Texto proporcionado
-----

En la tarde del 10 de marzo, Hodges se dirigió en automóvil a Remagen para ver lo que ocurría al otro lado del río. En cuanto el tráfico del puente quedó despejado, el vehículo del general pasó rápidamente a la otra orilla. Craig dijo a Hodges que en la cabeza de puente se hallaban unos veinte mil hombres. Además, la 99.ª División estaba efectuando el cruce y se hallaría en condiciones de operar un día después. La situación parecía asegurada, y las divisiones 9.ª y 78.ª avanzaban a razón de un kilómetro por día. Aun cuando éste era el límite que Bradley había impuesto, Hodges insistió en que se acelerase la marcha.
Poco después que el general hubo atravesado el Rhin, el puente Ludendorff quedó cerrado al tránsito y los ingenieros se dispusieron a reparar con equipo pesado los grandes desperfectos que había causado la explosión de la carga colocada por el sargento alemán Faust. Los ingenieros militares manifestaron que si no se soldaba una gran plancha de acero en aquel lugar, el puente se desmoronaría. Pero el gran puente ya no era absolutamente indispensable. A las once de la noche comenzaron a pasar hacia la orilla oriental los primeros vehículos por el pontón. La cabeza de puente no tardaría en rebosar de suministros y refuerzos, y sólo era cuestión de tiempo el que las tropas de Craig traspusieran las colinas boscosas para llegar a la autopista, a unos dieciséis kilómetros de allí.
Uno de los jóvenes oficiales enviados para llevar a cabo el ataque, era el segundo teniente William MacCurdy, del 52.° Batallón de Infantería Acorazada, perteneciente a la Novena División. Ese era el primer mando de MacCurdy en batalla, y estaba deseando hacerlo lo mejor posible. Cuando llegaron por vez primera a la orilla oriental del Rhin, las dotaciones de las baterías antiaéreas que bordeaban el río les gritaron:
– ¡Volveos! ¡Lo vais a sentir!
Otros exclamaban:
– ¿Qué tal van las cosas por Estados Unidos?
MacCurdy y sus relevos contestaron con amistosos improperios y recibieron más a cambio, pero por algún motivo especial aquello les hizo sentirse mejor. Se encaminaron entones hasta el pueblo de Kasbach, unos pocos kilómetros al Sur, donde MacCurdy se presentó a un comandante larguirucho y desaseado llamado Watts, el cual sonrió débilmente y dijo:
– Y ahora, muchachos, tenéis que mostraros duros con estos hombres. Han permanecido aquí durante dos semanas, en tensión, y están muy cansados. Deberéis ser vosotros los que les alentéis a sacar las cosas adelante.

-----

Extracto de datos
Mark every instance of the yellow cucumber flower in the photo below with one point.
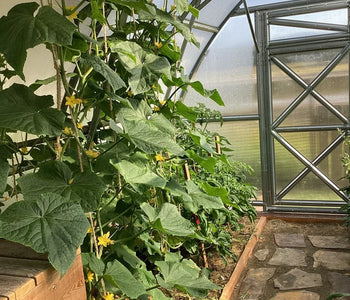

-----

Objetivo 1
Explica en una a tres oraciones por qué, según el relato sobre Remagen, el comandante Watts pide a los recién llegados que sean ellos quienes alienten a sus hombres.
Objetivo 2
Responde a estas preguntas sobre el relato sobre Remagen, marcando cada respuesta con la misma letra:
(a) ¿Cuántos hombres, según Craig, se hallaban en la cabeza de puente?
(b) ¿A qué hora comenzaron a pasar los primeros vehículos por el pontón hacia la orilla oriental?
(c) ¿A qué pueblo se encaminaron MacCurdy y sus relevos?
Objetivo 3
Traduce al inglés esta oración del relato sobre Remagen: "Ese era el primer mando de MacCurdy en batalla, y estaba deseando hacerlo lo mejor posible."
Los datos no guardan ninguna relación con lo que aquí se pide.

Respuesta escrita 1
Watts lo pide porque esos hombres llevaban dos semanas allí, en tensión, y estaban muy cansados.

Respuesta escrita 2
(a) Unos veinte mil hombres.
(b) A las once de la noche.
(c) A Kasbach.

Respuesta escrita 3
That was MacCurdy's first command in battle, and he was eager to do it as well as he could.